++++ Page text ++++

# 🎯 Goal of the Exercise
In this exercise, you'll explore how to effectively evaluate text-based AI outputs using common **NLP evaluators**, such as **BLEU**, **GLEU**, **METEOR**, and **ROUGE**. Your task is to implement each evaluator, measure the similarity between AI-generated responses and reference texts, and assess the quality of text-generation models.

While these NLP evaluators might not be the right metrics to evaluate the performance of your Generative AI applications, it gives you a flavor of what looks like evaluation metrics of traditional Natural Language Processing (NLP) tasks.

This hands-on practice will help you understand:

- How NLP evaluation metrics are practically applied.
- The nuances between different evaluators.
- Best practices to objectively measure text-generation accuracy and quality.

++++ Provided data ++++

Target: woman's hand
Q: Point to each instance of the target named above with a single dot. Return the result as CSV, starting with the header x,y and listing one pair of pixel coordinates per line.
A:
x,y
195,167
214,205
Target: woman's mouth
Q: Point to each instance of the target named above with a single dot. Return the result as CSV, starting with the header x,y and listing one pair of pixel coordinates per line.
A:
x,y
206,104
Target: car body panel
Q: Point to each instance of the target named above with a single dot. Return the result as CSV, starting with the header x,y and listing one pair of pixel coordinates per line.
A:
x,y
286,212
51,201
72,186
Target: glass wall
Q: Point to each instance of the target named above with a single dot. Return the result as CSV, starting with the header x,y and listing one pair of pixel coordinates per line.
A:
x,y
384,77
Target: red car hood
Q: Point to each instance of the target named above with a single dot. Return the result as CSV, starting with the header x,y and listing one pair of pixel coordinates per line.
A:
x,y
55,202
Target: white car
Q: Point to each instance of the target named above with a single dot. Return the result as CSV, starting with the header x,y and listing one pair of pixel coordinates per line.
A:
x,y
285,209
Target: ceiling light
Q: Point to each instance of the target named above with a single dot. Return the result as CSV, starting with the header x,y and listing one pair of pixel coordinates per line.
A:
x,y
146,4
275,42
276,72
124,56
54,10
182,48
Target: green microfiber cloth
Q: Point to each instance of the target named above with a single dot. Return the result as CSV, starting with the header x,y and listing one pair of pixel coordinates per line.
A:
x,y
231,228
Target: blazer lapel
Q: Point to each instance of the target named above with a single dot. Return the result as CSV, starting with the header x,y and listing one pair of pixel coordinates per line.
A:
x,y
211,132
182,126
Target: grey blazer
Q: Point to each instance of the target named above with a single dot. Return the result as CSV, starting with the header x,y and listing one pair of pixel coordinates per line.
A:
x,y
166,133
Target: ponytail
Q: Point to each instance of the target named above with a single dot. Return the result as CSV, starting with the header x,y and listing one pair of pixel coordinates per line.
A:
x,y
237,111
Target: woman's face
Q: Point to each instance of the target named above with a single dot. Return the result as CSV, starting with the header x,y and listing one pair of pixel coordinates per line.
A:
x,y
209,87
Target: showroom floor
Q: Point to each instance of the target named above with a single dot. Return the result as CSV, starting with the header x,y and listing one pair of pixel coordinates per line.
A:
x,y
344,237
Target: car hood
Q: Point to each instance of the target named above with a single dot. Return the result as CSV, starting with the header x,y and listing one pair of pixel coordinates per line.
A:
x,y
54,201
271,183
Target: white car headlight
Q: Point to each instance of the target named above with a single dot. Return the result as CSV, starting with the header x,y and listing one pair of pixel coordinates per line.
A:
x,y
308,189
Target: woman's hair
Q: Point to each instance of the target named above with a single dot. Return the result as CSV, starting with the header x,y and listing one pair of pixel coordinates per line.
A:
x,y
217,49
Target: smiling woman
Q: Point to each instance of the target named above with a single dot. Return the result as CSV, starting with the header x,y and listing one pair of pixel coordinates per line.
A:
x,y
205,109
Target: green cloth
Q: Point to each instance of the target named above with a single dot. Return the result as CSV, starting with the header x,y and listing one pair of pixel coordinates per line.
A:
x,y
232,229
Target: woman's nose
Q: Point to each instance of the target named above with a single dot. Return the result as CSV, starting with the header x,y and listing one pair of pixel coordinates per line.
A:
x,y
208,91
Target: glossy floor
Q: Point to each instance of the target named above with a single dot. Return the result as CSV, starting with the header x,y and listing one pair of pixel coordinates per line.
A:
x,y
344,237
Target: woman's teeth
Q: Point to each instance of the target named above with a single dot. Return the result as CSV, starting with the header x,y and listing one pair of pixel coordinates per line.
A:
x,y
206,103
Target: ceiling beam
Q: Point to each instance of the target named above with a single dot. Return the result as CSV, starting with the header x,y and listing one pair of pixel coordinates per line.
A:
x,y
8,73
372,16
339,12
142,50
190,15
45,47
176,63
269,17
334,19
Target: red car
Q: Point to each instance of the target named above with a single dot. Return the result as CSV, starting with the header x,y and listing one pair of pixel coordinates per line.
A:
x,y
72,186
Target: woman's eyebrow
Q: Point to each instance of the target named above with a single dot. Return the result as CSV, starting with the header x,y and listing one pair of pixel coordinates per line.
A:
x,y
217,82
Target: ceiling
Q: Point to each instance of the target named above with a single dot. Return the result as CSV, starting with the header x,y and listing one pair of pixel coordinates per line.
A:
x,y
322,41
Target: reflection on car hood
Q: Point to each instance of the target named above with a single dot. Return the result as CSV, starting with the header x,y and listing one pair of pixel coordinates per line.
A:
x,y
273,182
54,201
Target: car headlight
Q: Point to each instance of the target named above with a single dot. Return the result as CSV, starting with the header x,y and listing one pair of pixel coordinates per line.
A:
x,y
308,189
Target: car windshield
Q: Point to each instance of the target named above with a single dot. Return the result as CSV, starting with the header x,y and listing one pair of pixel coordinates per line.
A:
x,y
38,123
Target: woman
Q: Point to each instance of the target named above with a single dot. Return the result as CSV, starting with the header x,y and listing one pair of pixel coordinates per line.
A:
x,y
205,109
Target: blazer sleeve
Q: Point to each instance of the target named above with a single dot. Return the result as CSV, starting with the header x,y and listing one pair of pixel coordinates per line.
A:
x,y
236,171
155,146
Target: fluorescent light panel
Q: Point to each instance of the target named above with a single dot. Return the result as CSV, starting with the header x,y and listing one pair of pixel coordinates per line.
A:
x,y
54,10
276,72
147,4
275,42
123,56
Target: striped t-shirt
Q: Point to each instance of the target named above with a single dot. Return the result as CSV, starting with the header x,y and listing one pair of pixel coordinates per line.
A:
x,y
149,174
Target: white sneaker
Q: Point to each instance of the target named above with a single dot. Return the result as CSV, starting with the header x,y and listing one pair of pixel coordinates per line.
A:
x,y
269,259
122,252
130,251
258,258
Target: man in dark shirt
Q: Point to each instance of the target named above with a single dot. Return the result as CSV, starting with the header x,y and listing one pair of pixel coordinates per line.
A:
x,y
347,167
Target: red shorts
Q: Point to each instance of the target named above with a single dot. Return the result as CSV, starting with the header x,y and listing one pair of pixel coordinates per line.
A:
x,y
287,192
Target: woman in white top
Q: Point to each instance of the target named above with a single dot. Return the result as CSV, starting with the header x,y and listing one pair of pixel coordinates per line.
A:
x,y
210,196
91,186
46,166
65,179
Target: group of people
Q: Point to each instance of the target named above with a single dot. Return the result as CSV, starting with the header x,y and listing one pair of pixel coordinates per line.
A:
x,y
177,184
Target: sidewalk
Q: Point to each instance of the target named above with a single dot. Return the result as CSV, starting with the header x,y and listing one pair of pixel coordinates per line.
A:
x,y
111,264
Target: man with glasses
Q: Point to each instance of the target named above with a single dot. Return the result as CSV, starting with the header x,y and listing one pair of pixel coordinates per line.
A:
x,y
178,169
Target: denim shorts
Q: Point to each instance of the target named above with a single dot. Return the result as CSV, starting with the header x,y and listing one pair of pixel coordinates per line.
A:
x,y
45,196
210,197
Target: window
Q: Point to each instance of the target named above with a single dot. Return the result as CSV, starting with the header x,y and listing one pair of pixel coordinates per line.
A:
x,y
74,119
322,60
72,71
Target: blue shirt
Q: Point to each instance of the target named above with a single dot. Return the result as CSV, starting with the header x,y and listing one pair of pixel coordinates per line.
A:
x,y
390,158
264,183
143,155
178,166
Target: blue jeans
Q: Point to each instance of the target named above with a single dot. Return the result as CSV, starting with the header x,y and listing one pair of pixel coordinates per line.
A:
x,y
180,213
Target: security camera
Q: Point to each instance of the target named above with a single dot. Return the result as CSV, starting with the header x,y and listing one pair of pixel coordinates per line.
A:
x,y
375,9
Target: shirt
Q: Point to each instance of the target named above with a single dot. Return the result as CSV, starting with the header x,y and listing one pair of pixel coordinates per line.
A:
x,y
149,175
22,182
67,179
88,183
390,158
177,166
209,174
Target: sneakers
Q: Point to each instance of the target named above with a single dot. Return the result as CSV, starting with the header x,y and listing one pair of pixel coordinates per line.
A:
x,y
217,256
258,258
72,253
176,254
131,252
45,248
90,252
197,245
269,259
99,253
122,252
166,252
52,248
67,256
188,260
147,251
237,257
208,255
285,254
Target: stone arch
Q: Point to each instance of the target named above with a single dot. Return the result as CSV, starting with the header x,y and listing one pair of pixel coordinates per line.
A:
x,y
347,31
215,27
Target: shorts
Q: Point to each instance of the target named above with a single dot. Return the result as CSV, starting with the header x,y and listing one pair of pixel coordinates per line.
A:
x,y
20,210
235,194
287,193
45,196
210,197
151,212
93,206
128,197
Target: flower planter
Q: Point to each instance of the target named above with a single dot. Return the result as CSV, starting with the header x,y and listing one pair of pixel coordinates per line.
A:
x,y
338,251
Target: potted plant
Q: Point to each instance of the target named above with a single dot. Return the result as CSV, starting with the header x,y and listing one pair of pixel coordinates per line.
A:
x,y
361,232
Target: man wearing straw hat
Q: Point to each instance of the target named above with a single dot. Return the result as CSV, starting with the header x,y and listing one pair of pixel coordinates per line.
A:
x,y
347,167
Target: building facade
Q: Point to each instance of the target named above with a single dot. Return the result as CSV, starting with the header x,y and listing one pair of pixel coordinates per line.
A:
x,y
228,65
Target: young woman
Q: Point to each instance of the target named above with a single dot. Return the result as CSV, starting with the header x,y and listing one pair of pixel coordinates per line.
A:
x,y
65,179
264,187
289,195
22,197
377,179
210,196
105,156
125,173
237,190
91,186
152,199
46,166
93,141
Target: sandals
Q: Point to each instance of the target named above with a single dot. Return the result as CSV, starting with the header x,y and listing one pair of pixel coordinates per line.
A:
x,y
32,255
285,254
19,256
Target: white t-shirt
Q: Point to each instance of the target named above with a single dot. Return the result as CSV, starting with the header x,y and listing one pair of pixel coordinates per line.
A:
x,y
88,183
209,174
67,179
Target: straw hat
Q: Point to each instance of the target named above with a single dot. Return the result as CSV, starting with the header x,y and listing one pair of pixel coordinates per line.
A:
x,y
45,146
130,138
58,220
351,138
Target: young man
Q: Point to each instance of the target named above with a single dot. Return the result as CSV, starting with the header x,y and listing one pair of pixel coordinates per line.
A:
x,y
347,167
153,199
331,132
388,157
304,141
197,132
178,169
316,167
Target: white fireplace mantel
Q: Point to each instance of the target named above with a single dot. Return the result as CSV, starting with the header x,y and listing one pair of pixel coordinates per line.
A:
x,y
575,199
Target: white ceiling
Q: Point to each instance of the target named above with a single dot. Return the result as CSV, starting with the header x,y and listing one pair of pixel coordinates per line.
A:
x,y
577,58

++++

The tasks:
(a) Reproduce the stretch of the exercise description from "# 🎯 Goal of" through "Processing (NLP) tasks.", switching "METEOR" to "chrF".
(b) Answer the following from the exercise description:
(i) Which four NLP evaluators does it name?
(ii) What might these evaluators not be the right metrics to evaluate?
(iii) What three things is the hands-on practice said to help one understand?
Rely solely on the exercise description; the data is not needed.

Solutions to the tasks:
(a)
# 🎯 Goal of the Exercise
In this exercise, you'll explore how to effectively evaluate text-based AI outputs using common **NLP evaluators**, such as **BLEU**, **GLEU**, **chrF**, and **ROUGE**. Your task is to implement each evaluator, measure the similarity between AI-generated responses and reference texts, and assess the quality of text-generation models.

While these NLP evaluators might not be the right metrics to evaluate the performance of your Generative AI applications, it gives you a flavor of what looks like evaluation metrics of traditional Natural Language Processing (NLP) tasks.

(b)
(i) BLEU, GLEU, METEOR, and ROUGE.
(ii) The performance of Generative AI applications.
(iii) How NLP evaluation metrics are practically applied, the nuances between different evaluators, and best practices to objectively measure text-generation accuracy and quality.